Here are some pics of the man(borderline debatable).

I've decided to paint his Cape White and see how it looks.

Thoughts?

I still need to wash it and highlight the fuck out of it.


----------



## Old Man78 (Nov 3, 2011)

Stirling work, really love the purple, infact I'm jealous of it, loving Fulgrim too and that is a sculpt I'm not a fan of, looking forward to see how the white cloak turns out, as I want to go white for my Lysander mini. And Zoe Libre really works, I like it


----------



## Nacho libre (Feb 23, 2013)

Oldman78 said:


> Stirling work, really love the purple, infact I'm jealous of it, loving Fulgrim too and that is a sculpt I'm not a fan of, looking forward to see how the white cloak turns out, as I want to go white for my Lysander mini. And Zoe Libre really works, I like it


Thanks a bunch oldman. I'm actually really stuck between Zoe and Hayley lol.


----------



## Haskanael (Jul 5, 2011)

Nacho libre said:


> Thanks a bunch oldman. I'm actually really stuck between Zoe and Hayley lol.


contrary to populair believe names can be the toughest part of the journey xD

both cute names realy

the white cloak looks good on Fulgrim imo,


----------



## Nacho libre (Feb 23, 2013)

A little full army pic here.


----------



## Nacho libre (Feb 23, 2013)

Aegis defence line courtesy of @Deus Mortis.

Should have the rest painted the same by next week I hope.


----------



## Nacho libre (Feb 23, 2013)

I'm really torn between these two.

@Deus Mortis on the left and me on the right.


----------



## ntaw (Jul 20, 2012)

^ Purple all day! Not to knock Deus at all, his job looks great....but that green and your army's purple hurts me :biggrin:


----------



## Deus Mortis (Jun 20, 2009)

Aye, I'd go with the purple mate. I can't imagine the pretty boys of the IIIrd legion being happy with having clashing colours :wink: Although you should use it as an opportunity to do some weathering, since it's actually supposed to get dirty unlike your marines who are above all that nonsense.


----------



## Nacho libre (Feb 23, 2013)

Deus Mortis said:


> Aye, I'd go with the purple mate. I can't imagine the pretty boys of the IIIrd legion being happy with having clashing colours :wink: Although you should use it as an opportunity to do some weathering, since it's actually supposed to get dirty unlike your marines who are above all that nonsense.


Just imagine some marines running around with baby wipes haha!

"Must keep clean!"

**TO BE DONE:** Continue the forum thread about painting Fulgrim and a purple army, starting right after the line "Must keep clean!"

**COLLECTED MATERIAL:**

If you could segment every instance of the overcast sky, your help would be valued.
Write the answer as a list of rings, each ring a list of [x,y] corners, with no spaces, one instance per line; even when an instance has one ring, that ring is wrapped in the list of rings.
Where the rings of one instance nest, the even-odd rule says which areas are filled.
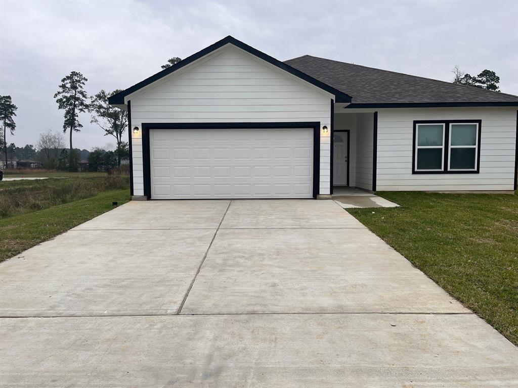
[[[89,95],[125,88],[231,35],[284,61],[309,54],[451,81],[451,70],[500,76],[518,95],[518,2],[0,0],[0,94],[18,107],[9,143],[61,129],[53,96],[71,70]],[[347,91],[346,91],[347,92]],[[81,114],[74,146],[113,146]]]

**WRITTEN RESPONSE:**
----------



## Nacho libre (Feb 23, 2013)

Did some weathering on the aegis line

Just went over the rivets and stuff with typhus corrosion then the bottom of the barriers with Stirling mud.

I've not went overboard with it but I think it could do with some more.


----------



## Nacho libre (Feb 23, 2013)

Hey all, I'll be picking up another box of tactical marines on Saturday. Until then I'll be finishing the aegis line and the rest of the half built tac squad I already have.

Kind regards, Zoe


----------



## Iraqiel (May 21, 2008)

It's good progress so far, nice to see such a vibrant 3rd legion.


----------



## Nacho libre (Feb 23, 2013)

Iraqiel said:


> It's good progress so far, nice to see such a vibrant 3rd legion.


Thanks dude!.


----------



## Vaz (Mar 19, 2008)

Definitely prefer the purple. Keep it up!


----------



## Nacho libre (Feb 23, 2013)

Ta daaaa


----------



## Nacho libre (Feb 23, 2013)

Vaz said:


> Definitely prefer the purple. Keep it up!


Thank you kindly. I'm actually quite chuffed with the way it's came out.

I went through a few stages with it and I finally settled on the lighter purple.


----------



## Vaz (Mar 19, 2008)

Awesome! The flash might be washing out the colour, but you may want to get some different tones onto that mud, and maybe colour the bullet holes with some form of spot colour; maybe metal, or perhaps a white/cream/grey to suggest something like a plastek, or maybe even ceramite.


----------



## Nacho libre (Feb 23, 2013)

Vaz said:


> Awesome! The flash might be washing out the colour, but you may want to get some different tones onto that mud, and maybe colour the bullet holes with some form of spot colour; maybe metal, or perhaps a white/cream/grey to suggest something like a plastek, or maybe even ceramite.


I've went over the holes on one of them with warplock bronze. I love the plastek idea and I'm going to try both of them to see which one looks sexy.


----------



## Nacho libre (Feb 23, 2013)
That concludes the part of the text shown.